Passage provided:
========================================================================

Adam Arcuragi is an American-born artist and producer from Georgia, who lived in Philadelphia, Pennsylvania, for many years.  He is credited with being the founder of the musical genre Death Gospel.

Adam's debut album (untitled) was praised for his complex and often introspective lyrics and his voice garnered comparisons to Nick Drake and Van Morrison.  Songs from the album were featured on stations and sites such as NPR's All Songs Considered.  In 2008, Arcuragi recorded a La Blogotheque/Take-Away Show in New York City and the same year released his EP 'Soldiers For Feet'.

Arcuragi released his second full-length album titled I am become joy in September 2009. The album included collaborations with singer Dawn Landes, Jesse Elliott of These United States. The backing vocals on I Am Become Joy were meant to sound like that of a "ramshackle choir as though each song was tracked in a different church across the wide swath of Route 80 that cuts from southern Georgia to Mississippi".

"Like A Fire That Consumes All Before It" was released on January 31, 2012, on Thirty Tigers.  The album premiered on NPR's "First Listen". Positive album reviews appeared on NPR, Paste, The Washington Post, The Huffington Post, Prefix, Impose, Time Out New York, The Portland Mercury and many others.

========================================================================

Provided records:

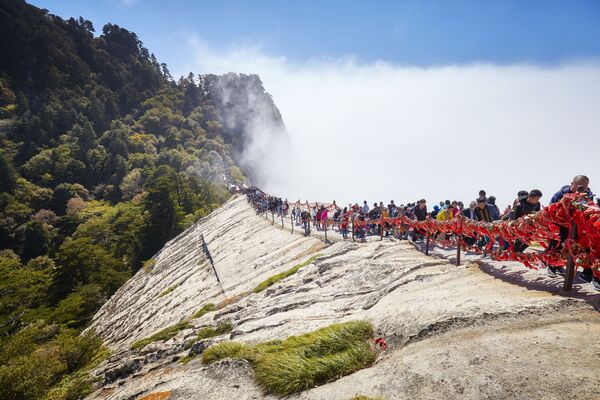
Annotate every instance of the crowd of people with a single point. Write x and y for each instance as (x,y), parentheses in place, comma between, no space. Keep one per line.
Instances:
(363,220)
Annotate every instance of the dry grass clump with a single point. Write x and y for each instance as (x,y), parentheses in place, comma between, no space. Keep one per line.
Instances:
(298,363)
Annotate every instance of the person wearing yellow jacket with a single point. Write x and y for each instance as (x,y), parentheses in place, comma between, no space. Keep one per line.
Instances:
(446,214)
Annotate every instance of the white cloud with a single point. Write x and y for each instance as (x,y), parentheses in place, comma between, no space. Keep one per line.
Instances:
(378,131)
(128,3)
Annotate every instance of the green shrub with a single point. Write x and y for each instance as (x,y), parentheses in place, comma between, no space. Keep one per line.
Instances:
(224,350)
(30,376)
(205,309)
(298,363)
(282,275)
(164,334)
(149,265)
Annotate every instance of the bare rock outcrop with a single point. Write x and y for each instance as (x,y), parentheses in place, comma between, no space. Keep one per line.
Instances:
(480,330)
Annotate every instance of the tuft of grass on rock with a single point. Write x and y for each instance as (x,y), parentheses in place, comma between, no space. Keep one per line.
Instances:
(283,367)
(167,291)
(225,350)
(164,334)
(211,331)
(282,275)
(205,309)
(149,265)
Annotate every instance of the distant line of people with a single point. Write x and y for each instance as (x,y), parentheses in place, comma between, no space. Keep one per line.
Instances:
(365,219)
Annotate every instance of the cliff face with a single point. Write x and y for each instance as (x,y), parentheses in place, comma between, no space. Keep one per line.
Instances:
(481,330)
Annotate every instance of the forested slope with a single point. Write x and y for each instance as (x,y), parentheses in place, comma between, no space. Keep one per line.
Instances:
(103,158)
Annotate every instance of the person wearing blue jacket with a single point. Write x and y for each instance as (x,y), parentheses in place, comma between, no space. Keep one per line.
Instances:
(579,184)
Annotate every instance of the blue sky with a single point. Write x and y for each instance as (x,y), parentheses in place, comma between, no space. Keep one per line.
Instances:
(422,33)
(476,89)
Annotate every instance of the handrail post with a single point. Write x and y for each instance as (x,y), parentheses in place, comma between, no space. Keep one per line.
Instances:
(570,272)
(458,240)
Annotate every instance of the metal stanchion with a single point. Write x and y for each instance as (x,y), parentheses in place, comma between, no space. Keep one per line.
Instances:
(458,241)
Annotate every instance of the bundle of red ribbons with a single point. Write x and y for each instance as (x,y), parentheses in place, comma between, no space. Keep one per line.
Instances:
(574,211)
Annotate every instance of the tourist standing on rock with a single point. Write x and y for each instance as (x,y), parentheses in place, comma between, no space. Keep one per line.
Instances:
(492,201)
(306,217)
(318,218)
(344,223)
(469,213)
(420,213)
(482,195)
(324,216)
(580,184)
(529,205)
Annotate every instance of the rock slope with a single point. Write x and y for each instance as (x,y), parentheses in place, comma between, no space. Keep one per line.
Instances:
(480,330)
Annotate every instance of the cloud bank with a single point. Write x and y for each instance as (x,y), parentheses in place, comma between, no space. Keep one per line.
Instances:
(378,131)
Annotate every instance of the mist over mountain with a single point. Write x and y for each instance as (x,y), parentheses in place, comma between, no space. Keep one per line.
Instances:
(104,157)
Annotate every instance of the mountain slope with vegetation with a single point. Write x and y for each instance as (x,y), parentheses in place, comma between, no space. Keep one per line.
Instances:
(103,159)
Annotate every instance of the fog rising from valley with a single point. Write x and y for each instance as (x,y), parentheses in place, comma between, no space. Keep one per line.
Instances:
(378,132)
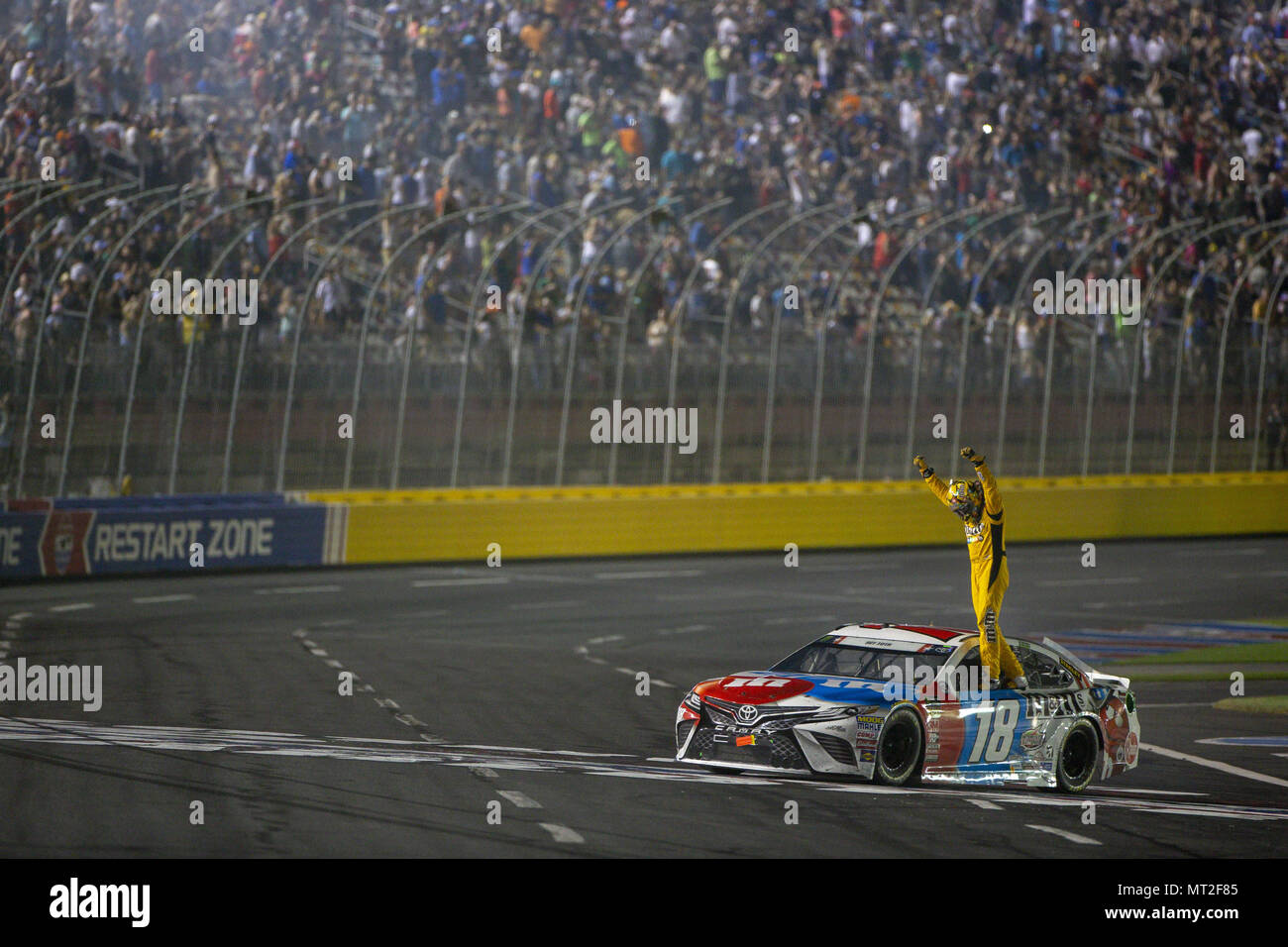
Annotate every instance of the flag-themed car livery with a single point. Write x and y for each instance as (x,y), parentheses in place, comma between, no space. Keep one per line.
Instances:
(906,702)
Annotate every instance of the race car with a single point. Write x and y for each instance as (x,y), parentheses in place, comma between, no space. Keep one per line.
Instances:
(905,702)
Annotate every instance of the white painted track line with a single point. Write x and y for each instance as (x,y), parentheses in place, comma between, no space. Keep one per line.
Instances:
(1215,764)
(562,832)
(1072,836)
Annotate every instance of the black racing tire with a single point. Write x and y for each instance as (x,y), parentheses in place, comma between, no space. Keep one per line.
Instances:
(1078,759)
(901,749)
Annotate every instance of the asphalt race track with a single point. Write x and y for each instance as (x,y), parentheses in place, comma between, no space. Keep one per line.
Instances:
(516,685)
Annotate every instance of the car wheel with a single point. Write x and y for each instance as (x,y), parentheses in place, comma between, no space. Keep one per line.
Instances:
(1080,753)
(900,749)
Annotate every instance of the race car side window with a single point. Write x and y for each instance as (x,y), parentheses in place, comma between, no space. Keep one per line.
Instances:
(1043,671)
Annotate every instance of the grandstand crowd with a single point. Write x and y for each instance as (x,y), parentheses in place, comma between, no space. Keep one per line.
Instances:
(603,159)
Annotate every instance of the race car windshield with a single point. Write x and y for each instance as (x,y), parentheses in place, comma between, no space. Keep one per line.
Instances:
(848,661)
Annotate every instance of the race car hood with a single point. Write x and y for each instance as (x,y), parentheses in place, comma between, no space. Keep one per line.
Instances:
(771,686)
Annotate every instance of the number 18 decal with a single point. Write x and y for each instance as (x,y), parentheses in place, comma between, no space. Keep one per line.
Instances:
(993,737)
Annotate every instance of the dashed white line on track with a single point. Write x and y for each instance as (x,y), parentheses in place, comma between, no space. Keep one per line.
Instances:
(651,574)
(519,799)
(1072,836)
(562,832)
(446,582)
(1107,579)
(297,589)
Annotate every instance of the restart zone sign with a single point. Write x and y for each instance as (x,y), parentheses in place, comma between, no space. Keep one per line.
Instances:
(104,541)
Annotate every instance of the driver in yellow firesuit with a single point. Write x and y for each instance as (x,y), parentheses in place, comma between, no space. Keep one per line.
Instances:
(980,509)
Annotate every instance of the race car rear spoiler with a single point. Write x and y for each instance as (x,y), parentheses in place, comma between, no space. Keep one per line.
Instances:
(1112,681)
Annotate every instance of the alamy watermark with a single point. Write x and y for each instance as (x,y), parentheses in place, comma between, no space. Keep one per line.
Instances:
(191,296)
(76,900)
(1065,296)
(911,677)
(53,684)
(651,425)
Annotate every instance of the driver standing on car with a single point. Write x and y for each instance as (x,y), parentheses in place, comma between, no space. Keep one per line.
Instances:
(980,509)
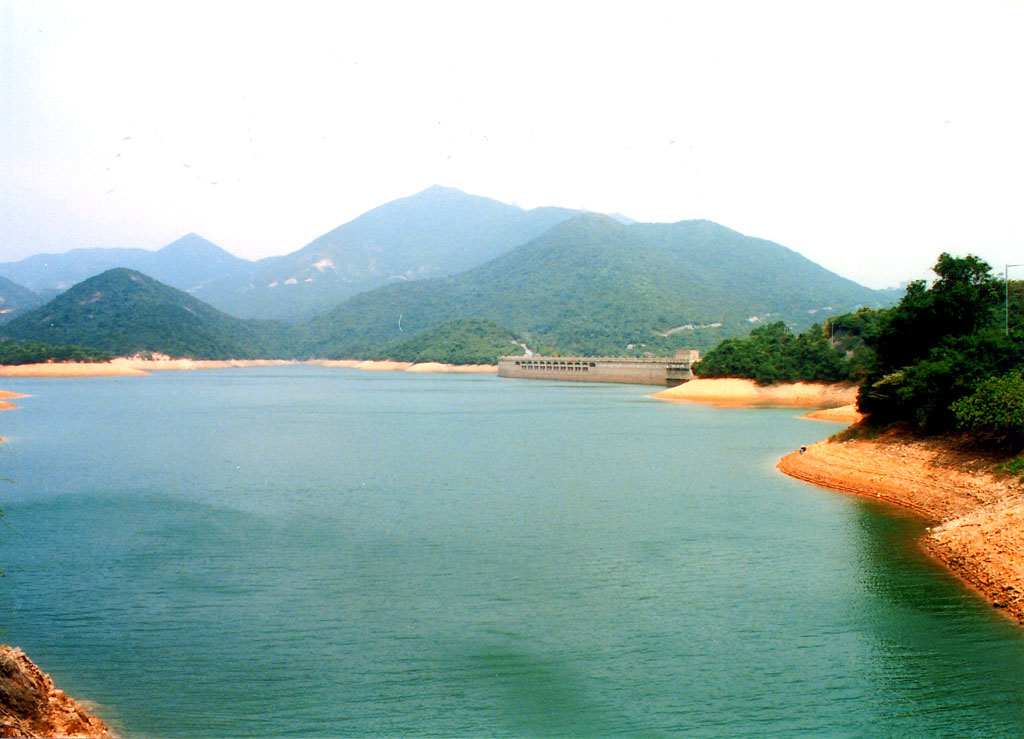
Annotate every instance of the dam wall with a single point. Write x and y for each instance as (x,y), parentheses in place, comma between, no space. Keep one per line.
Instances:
(601,370)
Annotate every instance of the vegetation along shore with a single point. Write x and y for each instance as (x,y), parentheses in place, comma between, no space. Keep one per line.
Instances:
(939,419)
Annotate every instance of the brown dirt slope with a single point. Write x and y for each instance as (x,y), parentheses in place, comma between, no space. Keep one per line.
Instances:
(977,517)
(32,706)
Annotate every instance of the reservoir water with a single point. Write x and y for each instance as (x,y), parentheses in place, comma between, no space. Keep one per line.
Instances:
(302,552)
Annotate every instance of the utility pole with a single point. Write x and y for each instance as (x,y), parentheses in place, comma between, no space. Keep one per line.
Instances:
(1006,284)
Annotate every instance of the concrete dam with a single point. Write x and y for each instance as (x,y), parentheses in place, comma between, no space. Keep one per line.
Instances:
(660,371)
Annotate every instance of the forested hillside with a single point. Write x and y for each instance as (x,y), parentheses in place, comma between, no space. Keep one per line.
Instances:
(593,286)
(124,312)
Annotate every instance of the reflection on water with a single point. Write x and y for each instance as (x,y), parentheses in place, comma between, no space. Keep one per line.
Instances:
(305,552)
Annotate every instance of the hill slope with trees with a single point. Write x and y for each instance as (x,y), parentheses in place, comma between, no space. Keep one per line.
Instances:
(594,286)
(124,312)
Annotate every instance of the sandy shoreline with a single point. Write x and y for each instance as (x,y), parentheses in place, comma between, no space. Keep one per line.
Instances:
(731,391)
(976,518)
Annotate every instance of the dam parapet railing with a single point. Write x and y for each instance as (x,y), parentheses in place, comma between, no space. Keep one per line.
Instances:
(640,371)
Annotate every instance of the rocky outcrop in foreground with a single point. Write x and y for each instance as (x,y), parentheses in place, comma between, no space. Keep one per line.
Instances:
(32,706)
(977,517)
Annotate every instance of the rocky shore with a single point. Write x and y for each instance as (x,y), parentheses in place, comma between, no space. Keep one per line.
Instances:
(976,517)
(32,706)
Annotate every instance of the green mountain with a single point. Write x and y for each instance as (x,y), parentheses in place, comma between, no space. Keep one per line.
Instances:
(189,263)
(434,232)
(594,286)
(467,341)
(15,300)
(124,312)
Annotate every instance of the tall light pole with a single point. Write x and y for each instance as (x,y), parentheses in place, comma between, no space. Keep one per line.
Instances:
(1006,283)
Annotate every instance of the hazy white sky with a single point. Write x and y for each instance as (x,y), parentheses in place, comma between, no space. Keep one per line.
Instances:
(867,136)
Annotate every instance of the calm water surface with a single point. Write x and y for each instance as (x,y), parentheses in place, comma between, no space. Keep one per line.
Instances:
(306,552)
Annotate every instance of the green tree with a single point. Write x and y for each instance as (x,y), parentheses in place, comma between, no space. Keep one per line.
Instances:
(938,346)
(995,408)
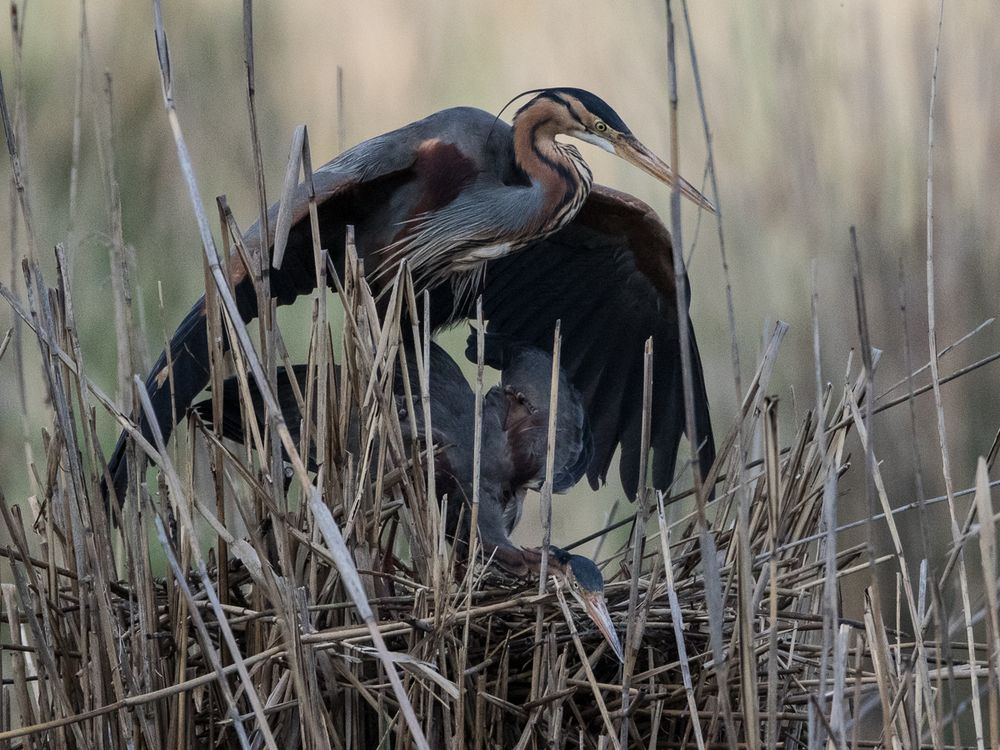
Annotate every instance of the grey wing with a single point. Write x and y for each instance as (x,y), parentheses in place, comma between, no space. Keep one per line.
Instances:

========================================================================

Tasks for this exercise:
[A] Pull out every line of the rows that contains the string "cloud", treating uppercase and lowercase letters as different.
[B] Carry on the passage about Adam Arcuragi from the point where it stops.

Responses to the exercise:
[A]
Annotate every instance of the white cloud with a single point. Write x and y for each instance as (x,y), parentheses in place, comma between, no space. Keep one per line.
Annotate every instance of the cloud bank with a single point. Write x and y for each instance as (x,y), parentheses in place, comma between, no space. Keep one per line.

[B]
Arcuragi recorded an NPR Tiny Desk Concert with Bob Boilen, three Daytrotter Sessions, and toured extensively through the United States and Europe, under his name as well as with SPURS. Reviews, Interviews and articles appeared in Rolling Stone, Paste Magazine, American Songwriter, on NPR, in The L Magazine, Magnet, The Philadelphia Weekly and  The Washington Post, The Austin Chronicle,  The Guardian UK, Huffington Post and many others. He recorded a 78 Project that was featured on The BBC

Arcuragi has performed with legendary artists such as Ringo Starr  and Eric Burdon (of The Animals), and has also co-written several songs with renowned songwriter Jeff Barry.

Since moving to LA in 2014, Adam's musical interests expanded into production and songwriting. He has produced, co-written and collaborated with artists and artists Sondre Lerche, Laura Burhen (Mynabirds), HOLLOVVS, Katt and Fabian Simon.  Arcuragi has also written multiple songs for critically acclaimed shows such as SEARCH PARTY and THE PATH, and is one half of the project THE MOONLESS NIGHTS with Jesse Epstein.

He currently lives in Silver Lake, CA.

Discography
Untitled (2006)
Soldiers for Feet EP (2008)
I am become joy (2009)
Like A Fire That Consumes All Before It... (2012)
Untitled Album (Forthcoming 2018)

References

External links
www.adamarcuragi.com

Living people
Songwriters from Pennsylvania
Year of birth missing (living people)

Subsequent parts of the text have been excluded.